-- DOCUMENT EXTRACT --
** START **

# MultiTable

## Quickstart

In [None]:
# End-to-end synthetics example

from gretel_trainer.relational import MultiTable, sqlite_conn


!curl -o "ecom_xf.db" "https://gretel-blueprints-pub.s3.us-west-2.amazonaws.com/rdb/ecom_xf.db"


connector = sqlite_conn("ecom_xf.db")
relational_data = connector.extract()

mt = MultiTable(relational_data)
mt.train()
mt.generate()

connector.save(mt.synthetic_output_tables, prefix="synthetic_")

## Detailed walkthrough

### Set up source relational data

In [None]:
# Display the schema of our demo database

from IPython.display import Image

Image("https://gretel-blueprints-pub.s3.us-west-2.amazonaws.com/rdb/ecommerce_db.png", width=600, height=600)

In [None]:
# Download the demo database

!curl -o "ecom_xf.db" "https://gretel-blueprints-pub.s3.us-west-2.amazonaws.com/rdb/ecom_xf.db"

The core Python object capturing source relational data and metadata is named `RelationalData`.

** END **

-- EXTRACTED INFORMATION --
** START **

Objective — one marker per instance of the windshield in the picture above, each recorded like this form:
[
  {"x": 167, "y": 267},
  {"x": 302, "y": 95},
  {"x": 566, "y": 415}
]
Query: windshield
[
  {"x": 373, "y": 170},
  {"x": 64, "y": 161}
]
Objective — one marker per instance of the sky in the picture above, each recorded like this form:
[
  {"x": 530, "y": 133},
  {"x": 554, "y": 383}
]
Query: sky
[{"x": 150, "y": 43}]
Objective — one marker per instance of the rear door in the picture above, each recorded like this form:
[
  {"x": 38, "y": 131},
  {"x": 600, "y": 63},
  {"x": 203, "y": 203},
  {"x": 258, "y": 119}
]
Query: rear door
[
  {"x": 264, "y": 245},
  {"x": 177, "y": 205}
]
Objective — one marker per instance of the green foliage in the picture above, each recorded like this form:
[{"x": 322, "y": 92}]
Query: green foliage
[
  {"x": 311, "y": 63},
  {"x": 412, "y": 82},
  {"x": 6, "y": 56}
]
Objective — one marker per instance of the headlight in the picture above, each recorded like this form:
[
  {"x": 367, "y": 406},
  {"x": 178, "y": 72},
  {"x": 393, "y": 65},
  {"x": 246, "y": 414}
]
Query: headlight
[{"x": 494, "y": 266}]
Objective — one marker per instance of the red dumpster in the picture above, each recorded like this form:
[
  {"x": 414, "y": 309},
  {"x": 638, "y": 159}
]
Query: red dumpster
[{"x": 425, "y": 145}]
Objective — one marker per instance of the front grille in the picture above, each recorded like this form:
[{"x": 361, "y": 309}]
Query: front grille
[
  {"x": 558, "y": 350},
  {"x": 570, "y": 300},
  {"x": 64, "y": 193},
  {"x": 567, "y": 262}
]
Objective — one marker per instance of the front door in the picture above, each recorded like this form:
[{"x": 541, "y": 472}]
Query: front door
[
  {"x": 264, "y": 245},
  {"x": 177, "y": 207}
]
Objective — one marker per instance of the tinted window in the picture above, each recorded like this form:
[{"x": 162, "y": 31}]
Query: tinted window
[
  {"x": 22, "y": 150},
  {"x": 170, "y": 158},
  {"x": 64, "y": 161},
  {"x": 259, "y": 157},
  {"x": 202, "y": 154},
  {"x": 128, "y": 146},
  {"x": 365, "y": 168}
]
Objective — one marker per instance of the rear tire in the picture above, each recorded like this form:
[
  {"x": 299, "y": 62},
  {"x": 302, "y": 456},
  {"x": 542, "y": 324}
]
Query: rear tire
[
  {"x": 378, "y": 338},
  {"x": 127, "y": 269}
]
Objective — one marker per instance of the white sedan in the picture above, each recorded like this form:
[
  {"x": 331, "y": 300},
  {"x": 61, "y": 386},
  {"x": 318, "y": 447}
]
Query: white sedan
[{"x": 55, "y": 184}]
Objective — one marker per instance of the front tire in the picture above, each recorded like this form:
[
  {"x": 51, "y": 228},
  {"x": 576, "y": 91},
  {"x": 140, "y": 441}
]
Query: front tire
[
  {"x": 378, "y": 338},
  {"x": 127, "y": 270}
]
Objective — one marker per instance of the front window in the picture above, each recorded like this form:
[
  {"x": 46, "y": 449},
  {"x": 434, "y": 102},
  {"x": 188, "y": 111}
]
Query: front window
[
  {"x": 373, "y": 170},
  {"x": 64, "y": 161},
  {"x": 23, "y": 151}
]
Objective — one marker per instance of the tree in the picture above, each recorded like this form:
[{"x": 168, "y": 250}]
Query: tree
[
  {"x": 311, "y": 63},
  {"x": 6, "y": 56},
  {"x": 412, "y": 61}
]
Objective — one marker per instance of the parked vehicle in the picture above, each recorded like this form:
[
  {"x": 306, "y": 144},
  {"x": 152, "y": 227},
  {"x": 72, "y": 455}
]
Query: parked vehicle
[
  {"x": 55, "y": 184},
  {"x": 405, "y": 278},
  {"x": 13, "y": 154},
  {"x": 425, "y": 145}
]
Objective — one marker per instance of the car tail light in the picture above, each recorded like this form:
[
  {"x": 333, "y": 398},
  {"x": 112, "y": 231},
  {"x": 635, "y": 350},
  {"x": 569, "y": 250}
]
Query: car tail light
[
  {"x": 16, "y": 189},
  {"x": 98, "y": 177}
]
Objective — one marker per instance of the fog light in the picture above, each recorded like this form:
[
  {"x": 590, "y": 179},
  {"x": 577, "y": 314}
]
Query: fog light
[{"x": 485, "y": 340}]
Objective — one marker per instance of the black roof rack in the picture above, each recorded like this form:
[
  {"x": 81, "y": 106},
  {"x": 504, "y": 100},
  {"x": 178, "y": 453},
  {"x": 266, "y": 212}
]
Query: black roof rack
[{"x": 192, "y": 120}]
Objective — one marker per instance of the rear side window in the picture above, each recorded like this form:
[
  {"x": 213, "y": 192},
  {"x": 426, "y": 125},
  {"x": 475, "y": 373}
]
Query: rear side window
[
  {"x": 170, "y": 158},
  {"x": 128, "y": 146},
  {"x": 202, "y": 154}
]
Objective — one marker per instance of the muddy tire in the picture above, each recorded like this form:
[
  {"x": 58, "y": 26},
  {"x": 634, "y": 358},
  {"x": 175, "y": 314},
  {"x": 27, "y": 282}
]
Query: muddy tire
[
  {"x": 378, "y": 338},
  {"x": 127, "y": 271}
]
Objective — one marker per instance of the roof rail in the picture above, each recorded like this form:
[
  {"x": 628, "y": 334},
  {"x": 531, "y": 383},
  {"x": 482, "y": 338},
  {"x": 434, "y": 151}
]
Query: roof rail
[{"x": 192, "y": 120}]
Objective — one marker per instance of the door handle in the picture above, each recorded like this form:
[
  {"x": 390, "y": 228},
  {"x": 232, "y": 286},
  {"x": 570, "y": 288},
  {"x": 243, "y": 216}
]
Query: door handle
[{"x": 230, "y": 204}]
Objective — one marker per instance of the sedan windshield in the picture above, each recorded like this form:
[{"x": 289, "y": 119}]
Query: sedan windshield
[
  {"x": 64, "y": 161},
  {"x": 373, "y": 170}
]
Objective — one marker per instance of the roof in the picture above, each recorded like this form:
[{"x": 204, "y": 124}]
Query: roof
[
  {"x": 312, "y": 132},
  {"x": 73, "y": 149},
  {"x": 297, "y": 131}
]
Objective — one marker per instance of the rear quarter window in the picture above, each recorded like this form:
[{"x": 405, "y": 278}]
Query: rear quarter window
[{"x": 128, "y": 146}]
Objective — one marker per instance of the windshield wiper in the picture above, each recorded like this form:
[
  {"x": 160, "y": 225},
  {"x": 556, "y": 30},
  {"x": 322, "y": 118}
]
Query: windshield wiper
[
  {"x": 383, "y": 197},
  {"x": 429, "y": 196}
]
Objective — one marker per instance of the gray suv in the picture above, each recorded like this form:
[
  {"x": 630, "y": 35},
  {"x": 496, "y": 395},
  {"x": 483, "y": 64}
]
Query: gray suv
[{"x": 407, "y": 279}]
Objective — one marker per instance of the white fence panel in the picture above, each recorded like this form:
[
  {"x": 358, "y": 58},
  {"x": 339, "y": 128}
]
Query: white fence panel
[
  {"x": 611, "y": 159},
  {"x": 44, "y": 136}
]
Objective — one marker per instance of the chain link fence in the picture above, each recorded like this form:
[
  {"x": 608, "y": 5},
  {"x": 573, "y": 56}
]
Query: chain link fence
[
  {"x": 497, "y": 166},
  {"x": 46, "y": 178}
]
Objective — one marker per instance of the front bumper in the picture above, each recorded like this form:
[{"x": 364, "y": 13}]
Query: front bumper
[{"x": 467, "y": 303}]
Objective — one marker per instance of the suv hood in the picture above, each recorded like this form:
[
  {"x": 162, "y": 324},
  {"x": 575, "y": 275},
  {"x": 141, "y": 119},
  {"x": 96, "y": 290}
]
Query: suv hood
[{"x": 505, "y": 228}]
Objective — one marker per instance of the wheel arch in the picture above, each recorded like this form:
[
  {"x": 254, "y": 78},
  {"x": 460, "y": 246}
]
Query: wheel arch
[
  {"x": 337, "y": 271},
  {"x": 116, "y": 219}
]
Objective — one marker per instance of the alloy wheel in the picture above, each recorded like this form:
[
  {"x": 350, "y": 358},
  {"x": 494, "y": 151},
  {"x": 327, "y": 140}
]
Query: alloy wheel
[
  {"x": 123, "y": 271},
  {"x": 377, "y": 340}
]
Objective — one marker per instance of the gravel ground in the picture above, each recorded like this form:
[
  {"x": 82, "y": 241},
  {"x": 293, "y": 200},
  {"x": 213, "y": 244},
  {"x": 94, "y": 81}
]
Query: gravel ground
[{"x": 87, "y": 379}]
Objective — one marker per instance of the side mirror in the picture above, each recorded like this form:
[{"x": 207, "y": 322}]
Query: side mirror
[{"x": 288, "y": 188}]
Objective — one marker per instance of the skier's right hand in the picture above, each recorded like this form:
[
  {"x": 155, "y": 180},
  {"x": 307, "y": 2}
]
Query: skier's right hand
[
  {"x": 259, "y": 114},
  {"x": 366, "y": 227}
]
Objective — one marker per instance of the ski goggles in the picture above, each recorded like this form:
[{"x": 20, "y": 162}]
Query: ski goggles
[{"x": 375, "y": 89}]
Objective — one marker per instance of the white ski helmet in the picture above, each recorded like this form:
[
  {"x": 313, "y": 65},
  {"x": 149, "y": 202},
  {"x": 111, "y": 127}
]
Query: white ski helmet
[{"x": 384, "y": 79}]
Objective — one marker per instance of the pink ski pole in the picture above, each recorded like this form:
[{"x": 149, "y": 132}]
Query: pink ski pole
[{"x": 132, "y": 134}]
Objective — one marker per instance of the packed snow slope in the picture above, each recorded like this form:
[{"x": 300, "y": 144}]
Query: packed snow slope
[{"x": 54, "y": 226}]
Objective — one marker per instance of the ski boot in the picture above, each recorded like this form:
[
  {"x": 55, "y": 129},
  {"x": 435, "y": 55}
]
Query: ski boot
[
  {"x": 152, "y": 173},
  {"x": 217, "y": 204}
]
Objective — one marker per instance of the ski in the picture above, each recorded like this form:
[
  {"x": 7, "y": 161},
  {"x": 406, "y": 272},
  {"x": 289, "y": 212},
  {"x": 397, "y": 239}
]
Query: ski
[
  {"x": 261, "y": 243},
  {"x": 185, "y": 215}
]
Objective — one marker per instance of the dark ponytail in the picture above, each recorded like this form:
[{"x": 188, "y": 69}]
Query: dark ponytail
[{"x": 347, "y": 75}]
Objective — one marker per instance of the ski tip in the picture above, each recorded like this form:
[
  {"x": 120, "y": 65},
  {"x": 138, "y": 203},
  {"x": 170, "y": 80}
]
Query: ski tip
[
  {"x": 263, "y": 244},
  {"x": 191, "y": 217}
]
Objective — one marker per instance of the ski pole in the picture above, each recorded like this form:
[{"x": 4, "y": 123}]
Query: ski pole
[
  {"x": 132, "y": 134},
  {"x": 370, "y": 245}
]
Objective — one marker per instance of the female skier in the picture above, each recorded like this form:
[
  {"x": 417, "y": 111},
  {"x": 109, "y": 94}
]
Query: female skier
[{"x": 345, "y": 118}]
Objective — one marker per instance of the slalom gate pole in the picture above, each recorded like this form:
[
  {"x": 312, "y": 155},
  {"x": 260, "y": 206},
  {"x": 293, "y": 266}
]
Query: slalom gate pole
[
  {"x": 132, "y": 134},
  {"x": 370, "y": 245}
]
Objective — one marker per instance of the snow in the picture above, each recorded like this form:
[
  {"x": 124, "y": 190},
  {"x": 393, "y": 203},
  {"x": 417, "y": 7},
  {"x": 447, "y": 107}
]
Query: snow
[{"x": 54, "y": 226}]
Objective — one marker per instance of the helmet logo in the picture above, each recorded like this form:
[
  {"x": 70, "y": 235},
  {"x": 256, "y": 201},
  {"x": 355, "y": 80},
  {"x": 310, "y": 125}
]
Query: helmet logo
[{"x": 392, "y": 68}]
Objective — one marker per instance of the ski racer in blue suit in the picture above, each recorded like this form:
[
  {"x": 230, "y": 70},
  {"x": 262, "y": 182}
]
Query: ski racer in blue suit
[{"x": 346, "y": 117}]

** END **

-- WORK TO BE COMPLETED --
Copy the MultiTable page from the words "from gretel_trainer.relational import" through the words "relational_data = connector.extract()", substituting "db_connector" for every occurrence of "connector".

-- WORKED ANSWER --
from gretel_trainer.relational import MultiTable, sqlite_conn


!curl -o "ecom_xf.db" "https://gretel-blueprints-pub.s3.us-west-2.amazonaws.com/rdb/ecom_xf.db"


db_connector = sqlite_conn("ecom_xf.db")
relational_data = db_connector.extract()